_Challenge_.
Format all of the data below as a JSON array of strings, one string per line, omitting any blank lines. Leave the pictures out.

_Provided records_.
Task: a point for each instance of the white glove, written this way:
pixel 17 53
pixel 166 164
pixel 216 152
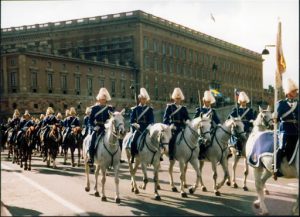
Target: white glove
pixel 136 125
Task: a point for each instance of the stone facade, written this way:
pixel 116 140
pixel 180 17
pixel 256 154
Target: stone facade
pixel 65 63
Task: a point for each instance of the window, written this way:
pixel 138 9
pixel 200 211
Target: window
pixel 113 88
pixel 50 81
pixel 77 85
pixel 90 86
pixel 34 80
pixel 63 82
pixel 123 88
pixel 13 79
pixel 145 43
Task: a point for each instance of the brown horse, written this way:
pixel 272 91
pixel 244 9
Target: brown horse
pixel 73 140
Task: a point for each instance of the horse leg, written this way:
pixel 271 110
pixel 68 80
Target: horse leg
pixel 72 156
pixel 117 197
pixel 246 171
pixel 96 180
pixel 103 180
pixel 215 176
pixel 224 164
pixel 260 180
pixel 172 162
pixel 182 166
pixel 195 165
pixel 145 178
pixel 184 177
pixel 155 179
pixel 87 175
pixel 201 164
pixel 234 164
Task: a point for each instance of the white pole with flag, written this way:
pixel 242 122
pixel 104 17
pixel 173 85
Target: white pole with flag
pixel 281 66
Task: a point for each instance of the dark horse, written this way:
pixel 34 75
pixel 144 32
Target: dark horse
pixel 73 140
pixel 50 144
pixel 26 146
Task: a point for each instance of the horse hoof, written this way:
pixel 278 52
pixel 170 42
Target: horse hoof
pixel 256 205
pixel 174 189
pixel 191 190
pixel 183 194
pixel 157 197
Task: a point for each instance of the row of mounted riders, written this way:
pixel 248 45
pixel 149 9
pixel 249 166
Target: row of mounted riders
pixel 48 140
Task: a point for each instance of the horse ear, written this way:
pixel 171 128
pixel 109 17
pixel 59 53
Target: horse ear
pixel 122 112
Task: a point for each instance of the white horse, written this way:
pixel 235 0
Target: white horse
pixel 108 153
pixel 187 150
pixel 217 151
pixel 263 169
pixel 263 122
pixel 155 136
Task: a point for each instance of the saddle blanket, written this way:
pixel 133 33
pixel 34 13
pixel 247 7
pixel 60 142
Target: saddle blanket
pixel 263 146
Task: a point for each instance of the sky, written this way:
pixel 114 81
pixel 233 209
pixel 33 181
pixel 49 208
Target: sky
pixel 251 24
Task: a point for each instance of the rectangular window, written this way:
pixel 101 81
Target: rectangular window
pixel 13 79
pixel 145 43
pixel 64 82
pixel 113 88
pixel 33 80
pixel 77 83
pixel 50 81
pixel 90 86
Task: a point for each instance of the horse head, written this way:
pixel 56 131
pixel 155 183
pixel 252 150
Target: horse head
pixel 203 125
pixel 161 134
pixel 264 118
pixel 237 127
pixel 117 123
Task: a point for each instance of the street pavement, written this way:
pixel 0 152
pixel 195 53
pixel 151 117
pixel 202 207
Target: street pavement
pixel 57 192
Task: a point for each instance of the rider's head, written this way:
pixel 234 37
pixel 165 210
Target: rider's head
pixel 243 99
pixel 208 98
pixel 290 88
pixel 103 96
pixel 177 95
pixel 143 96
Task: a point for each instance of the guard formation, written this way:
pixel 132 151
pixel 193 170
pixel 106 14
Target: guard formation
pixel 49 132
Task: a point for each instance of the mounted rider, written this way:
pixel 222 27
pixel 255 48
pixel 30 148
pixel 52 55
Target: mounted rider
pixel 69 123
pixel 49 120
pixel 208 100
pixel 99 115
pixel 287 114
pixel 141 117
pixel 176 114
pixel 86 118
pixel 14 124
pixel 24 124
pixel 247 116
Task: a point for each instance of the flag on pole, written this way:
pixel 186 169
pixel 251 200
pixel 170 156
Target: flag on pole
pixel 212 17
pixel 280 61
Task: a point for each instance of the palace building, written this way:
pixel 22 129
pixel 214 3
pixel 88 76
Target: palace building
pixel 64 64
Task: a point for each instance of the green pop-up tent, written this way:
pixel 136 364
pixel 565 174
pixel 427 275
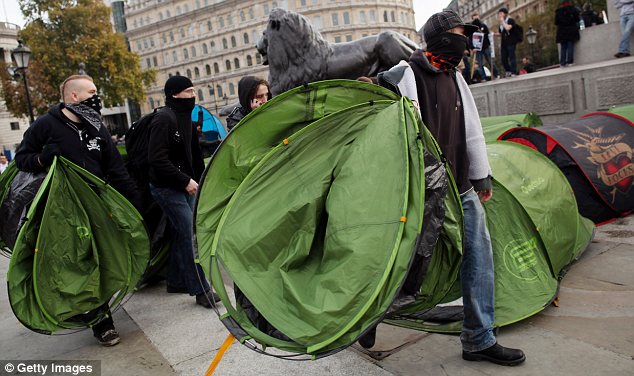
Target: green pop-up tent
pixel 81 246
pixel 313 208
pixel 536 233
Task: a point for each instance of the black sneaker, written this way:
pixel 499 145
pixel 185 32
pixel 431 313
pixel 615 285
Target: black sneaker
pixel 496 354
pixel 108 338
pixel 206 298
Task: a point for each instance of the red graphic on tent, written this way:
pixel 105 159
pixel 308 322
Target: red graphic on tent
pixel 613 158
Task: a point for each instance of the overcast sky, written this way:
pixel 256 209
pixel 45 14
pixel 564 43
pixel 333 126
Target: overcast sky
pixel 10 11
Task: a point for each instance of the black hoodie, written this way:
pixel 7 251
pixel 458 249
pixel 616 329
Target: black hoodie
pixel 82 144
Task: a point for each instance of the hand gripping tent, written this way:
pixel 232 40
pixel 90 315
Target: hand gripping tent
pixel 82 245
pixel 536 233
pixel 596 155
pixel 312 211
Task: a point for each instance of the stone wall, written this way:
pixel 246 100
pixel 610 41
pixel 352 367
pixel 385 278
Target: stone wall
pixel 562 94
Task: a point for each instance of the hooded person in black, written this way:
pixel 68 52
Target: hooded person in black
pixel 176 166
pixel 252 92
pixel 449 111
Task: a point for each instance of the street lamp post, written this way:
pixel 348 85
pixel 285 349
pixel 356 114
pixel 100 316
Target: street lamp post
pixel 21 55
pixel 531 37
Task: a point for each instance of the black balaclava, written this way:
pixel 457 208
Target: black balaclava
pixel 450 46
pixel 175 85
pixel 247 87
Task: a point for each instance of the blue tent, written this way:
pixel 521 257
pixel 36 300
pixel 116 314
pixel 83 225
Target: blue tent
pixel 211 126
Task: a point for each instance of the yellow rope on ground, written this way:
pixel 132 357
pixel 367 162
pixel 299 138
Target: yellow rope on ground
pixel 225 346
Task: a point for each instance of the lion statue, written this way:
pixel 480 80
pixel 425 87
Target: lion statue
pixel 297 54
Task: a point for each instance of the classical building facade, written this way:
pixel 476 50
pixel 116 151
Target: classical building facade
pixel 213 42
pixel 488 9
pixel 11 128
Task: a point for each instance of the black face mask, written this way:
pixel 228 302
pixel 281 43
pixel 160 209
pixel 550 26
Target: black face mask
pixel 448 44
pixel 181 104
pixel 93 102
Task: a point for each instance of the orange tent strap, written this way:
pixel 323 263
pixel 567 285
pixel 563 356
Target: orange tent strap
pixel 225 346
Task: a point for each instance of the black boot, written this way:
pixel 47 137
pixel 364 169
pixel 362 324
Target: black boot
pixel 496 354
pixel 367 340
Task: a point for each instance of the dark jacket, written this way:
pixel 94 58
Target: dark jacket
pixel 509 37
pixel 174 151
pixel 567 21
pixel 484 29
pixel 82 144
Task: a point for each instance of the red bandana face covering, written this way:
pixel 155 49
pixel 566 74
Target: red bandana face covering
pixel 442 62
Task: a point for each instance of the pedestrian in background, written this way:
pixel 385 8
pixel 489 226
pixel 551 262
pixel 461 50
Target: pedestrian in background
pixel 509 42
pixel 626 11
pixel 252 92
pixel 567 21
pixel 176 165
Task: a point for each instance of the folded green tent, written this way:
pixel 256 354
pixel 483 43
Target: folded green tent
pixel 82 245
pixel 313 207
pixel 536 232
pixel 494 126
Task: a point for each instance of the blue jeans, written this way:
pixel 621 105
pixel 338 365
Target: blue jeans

_Exercise solution_.
[
  "Task: a point for each instance of the white glove, written this way:",
  "pixel 17 53",
  "pixel 166 164",
  "pixel 216 152",
  "Target: white glove",
  "pixel 136 125",
  "Task: a point for each instance of the stone facade, written this way:",
  "pixel 116 140",
  "pixel 180 17",
  "pixel 256 154",
  "Target: stone facade",
  "pixel 65 63",
  "Task: a point for each instance of the window, written this way:",
  "pixel 138 9",
  "pixel 200 211",
  "Target: window",
  "pixel 113 88",
  "pixel 50 81",
  "pixel 77 85",
  "pixel 90 86",
  "pixel 34 80",
  "pixel 63 82",
  "pixel 123 88",
  "pixel 13 79",
  "pixel 145 43",
  "Task: a point for each instance of the brown horse, written this way:",
  "pixel 272 91",
  "pixel 244 9",
  "Target: brown horse",
  "pixel 73 140",
  "Task: a point for each instance of the horse leg, written this way:",
  "pixel 271 110",
  "pixel 68 80",
  "Target: horse leg",
  "pixel 72 156",
  "pixel 117 197",
  "pixel 246 171",
  "pixel 96 180",
  "pixel 103 180",
  "pixel 215 176",
  "pixel 224 164",
  "pixel 260 180",
  "pixel 172 162",
  "pixel 182 166",
  "pixel 195 165",
  "pixel 145 178",
  "pixel 184 177",
  "pixel 155 179",
  "pixel 87 175",
  "pixel 201 164",
  "pixel 234 164",
  "Task: a point for each instance of the white pole with flag, written this way:",
  "pixel 242 122",
  "pixel 104 17",
  "pixel 173 85",
  "Target: white pole with flag",
  "pixel 281 66",
  "Task: a point for each instance of the dark horse, written this way:",
  "pixel 34 75",
  "pixel 144 32",
  "Target: dark horse",
  "pixel 73 140",
  "pixel 50 144",
  "pixel 26 146",
  "Task: a point for each instance of the horse hoof, written this way:",
  "pixel 278 52",
  "pixel 170 42",
  "Target: horse hoof",
  "pixel 256 205",
  "pixel 174 189",
  "pixel 191 190",
  "pixel 183 194",
  "pixel 157 197",
  "Task: a point for each instance of the row of mounted riders, written this way:",
  "pixel 248 45",
  "pixel 149 9",
  "pixel 249 166",
  "Target: row of mounted riders",
  "pixel 48 140",
  "Task: a point for each instance of the horse ear, written this way:",
  "pixel 171 128",
  "pixel 109 17",
  "pixel 59 53",
  "Target: horse ear",
  "pixel 122 112",
  "Task: a point for each instance of the white horse, written this way:",
  "pixel 235 0",
  "Target: white horse",
  "pixel 108 153",
  "pixel 187 150",
  "pixel 217 151",
  "pixel 263 169",
  "pixel 263 122",
  "pixel 155 136",
  "Task: a point for each instance of the saddle blanket, written this way:",
  "pixel 133 33",
  "pixel 34 13",
  "pixel 247 7",
  "pixel 60 142",
  "Target: saddle blanket",
  "pixel 263 146",
  "Task: a point for each instance of the sky, written this way:",
  "pixel 114 81",
  "pixel 233 209",
  "pixel 33 181",
  "pixel 49 208",
  "Target: sky",
  "pixel 251 24",
  "Task: a point for each instance of the rectangular window, written this way:",
  "pixel 101 81",
  "Target: rectangular window",
  "pixel 13 79",
  "pixel 145 43",
  "pixel 64 82",
  "pixel 113 88",
  "pixel 33 80",
  "pixel 77 83",
  "pixel 50 81",
  "pixel 90 86",
  "Task: a point for each instance of the horse head, written this way:",
  "pixel 56 131",
  "pixel 155 183",
  "pixel 252 150",
  "Target: horse head",
  "pixel 203 125",
  "pixel 161 134",
  "pixel 264 118",
  "pixel 237 127",
  "pixel 117 123",
  "Task: a point for each instance of the street pavement, written this way:",
  "pixel 0 152",
  "pixel 195 53",
  "pixel 151 117",
  "pixel 202 207",
  "Target: street pavement",
  "pixel 57 192",
  "Task: a point for each instance of the rider's head, written this way:",
  "pixel 234 37",
  "pixel 165 210",
  "Target: rider's head",
  "pixel 243 99",
  "pixel 208 98",
  "pixel 290 88",
  "pixel 103 96",
  "pixel 177 95",
  "pixel 143 96",
  "Task: a point for each instance of the guard formation, written this way:",
  "pixel 132 151",
  "pixel 193 170",
  "pixel 106 14",
  "Target: guard formation",
  "pixel 49 132",
  "Task: a point for each instance of the mounted rider, written this way:",
  "pixel 222 27",
  "pixel 255 48",
  "pixel 30 148",
  "pixel 52 55",
  "Target: mounted rider",
  "pixel 69 123",
  "pixel 49 120",
  "pixel 208 100",
  "pixel 99 115",
  "pixel 287 114",
  "pixel 141 117",
  "pixel 176 114",
  "pixel 86 118",
  "pixel 14 124",
  "pixel 24 124",
  "pixel 247 116",
  "Task: a point for each instance of the flag on pole, written this way:",
  "pixel 186 169",
  "pixel 251 200",
  "pixel 170 156",
  "Target: flag on pole",
  "pixel 212 17",
  "pixel 280 61",
  "Task: a point for each instance of the palace building, written this way:",
  "pixel 22 129",
  "pixel 214 3",
  "pixel 88 76",
  "Target: palace building",
  "pixel 64 64",
  "Task: a point for each instance of the green pop-up tent, written this way:",
  "pixel 136 364",
  "pixel 565 174",
  "pixel 427 275",
  "Target: green pop-up tent",
  "pixel 81 246",
  "pixel 313 208",
  "pixel 536 233",
  "Task: a point for each instance of the black sneaker, written this way:",
  "pixel 499 145",
  "pixel 185 32",
  "pixel 431 313",
  "pixel 615 285",
  "Target: black sneaker",
  "pixel 496 354",
  "pixel 108 338",
  "pixel 206 298",
  "Task: a point for each instance of the red graphic on tent, written this way:",
  "pixel 105 159",
  "pixel 308 322",
  "Target: red graphic on tent",
  "pixel 613 158",
  "Task: a point for each instance of the overcast sky, written this way:",
  "pixel 256 209",
  "pixel 45 14",
  "pixel 564 43",
  "pixel 333 126",
  "Target: overcast sky",
  "pixel 10 11",
  "Task: a point for each instance of the black hoodie, written this way:",
  "pixel 7 251",
  "pixel 458 249",
  "pixel 616 329",
  "Target: black hoodie",
  "pixel 82 144",
  "Task: a point for each instance of the hand gripping tent, written this way:",
  "pixel 232 40",
  "pixel 90 315",
  "Target: hand gripping tent",
  "pixel 82 245",
  "pixel 536 233",
  "pixel 596 155",
  "pixel 312 211",
  "Task: a point for each instance of the stone wall, written this way:",
  "pixel 246 100",
  "pixel 610 41",
  "pixel 352 367",
  "pixel 385 278",
  "Target: stone wall",
  "pixel 562 94",
  "Task: a point for each instance of the hooded person in black, written this way:",
  "pixel 68 52",
  "Target: hooded person in black",
  "pixel 176 166",
  "pixel 252 92",
  "pixel 449 111",
  "Task: a point for each instance of the street lamp post, written this way:",
  "pixel 348 85",
  "pixel 285 349",
  "pixel 356 114",
  "pixel 100 316",
  "Target: street lamp post",
  "pixel 21 55",
  "pixel 531 37",
  "Task: a point for each instance of the black balaclava, written this way:",
  "pixel 457 208",
  "Target: black balaclava",
  "pixel 450 46",
  "pixel 175 85",
  "pixel 247 87",
  "Task: a point for each instance of the blue tent, written this way:",
  "pixel 521 257",
  "pixel 36 300",
  "pixel 116 314",
  "pixel 83 225",
  "Target: blue tent",
  "pixel 211 126",
  "Task: a point for each instance of the yellow rope on ground, written this way:",
  "pixel 132 357",
  "pixel 367 162",
  "pixel 299 138",
  "Target: yellow rope on ground",
  "pixel 225 346",
  "Task: a point for each instance of the lion statue, written this way:",
  "pixel 480 80",
  "pixel 425 87",
  "Target: lion statue",
  "pixel 297 54",
  "Task: a point for each instance of the classical building facade, written this way:",
  "pixel 476 50",
  "pixel 116 151",
  "Target: classical building facade",
  "pixel 213 42",
  "pixel 488 9",
  "pixel 11 128",
  "Task: a point for each instance of the black face mask, written this way:",
  "pixel 228 302",
  "pixel 281 43",
  "pixel 160 209",
  "pixel 550 26",
  "Target: black face mask",
  "pixel 448 44",
  "pixel 181 104",
  "pixel 93 102",
  "Task: a point for each instance of the orange tent strap, written this way:",
  "pixel 323 263",
  "pixel 567 285",
  "pixel 563 356",
  "Target: orange tent strap",
  "pixel 225 346",
  "Task: a point for each instance of the black boot, written this way:",
  "pixel 47 137",
  "pixel 364 169",
  "pixel 362 324",
  "Target: black boot",
  "pixel 496 354",
  "pixel 367 340",
  "Task: a point for each instance of the dark jacket, written this way:",
  "pixel 94 58",
  "Target: dark jacket",
  "pixel 509 37",
  "pixel 174 151",
  "pixel 567 21",
  "pixel 484 29",
  "pixel 82 144",
  "Task: a point for each instance of the red bandana face covering, written this way:",
  "pixel 155 49",
  "pixel 566 74",
  "Target: red bandana face covering",
  "pixel 442 62",
  "Task: a point for each instance of the pedestrian in background, written this way:",
  "pixel 385 8",
  "pixel 489 226",
  "pixel 551 262",
  "pixel 461 50",
  "Target: pedestrian in background",
  "pixel 509 42",
  "pixel 626 11",
  "pixel 252 92",
  "pixel 567 21",
  "pixel 176 165",
  "Task: a point for each instance of the folded green tent, written this way:",
  "pixel 256 354",
  "pixel 483 43",
  "Target: folded green tent",
  "pixel 82 245",
  "pixel 313 207",
  "pixel 536 232",
  "pixel 494 126",
  "Task: a point for each instance of the blue jeans, written this way:",
  "pixel 621 105",
  "pixel 338 365",
  "Target: blue jeans"
]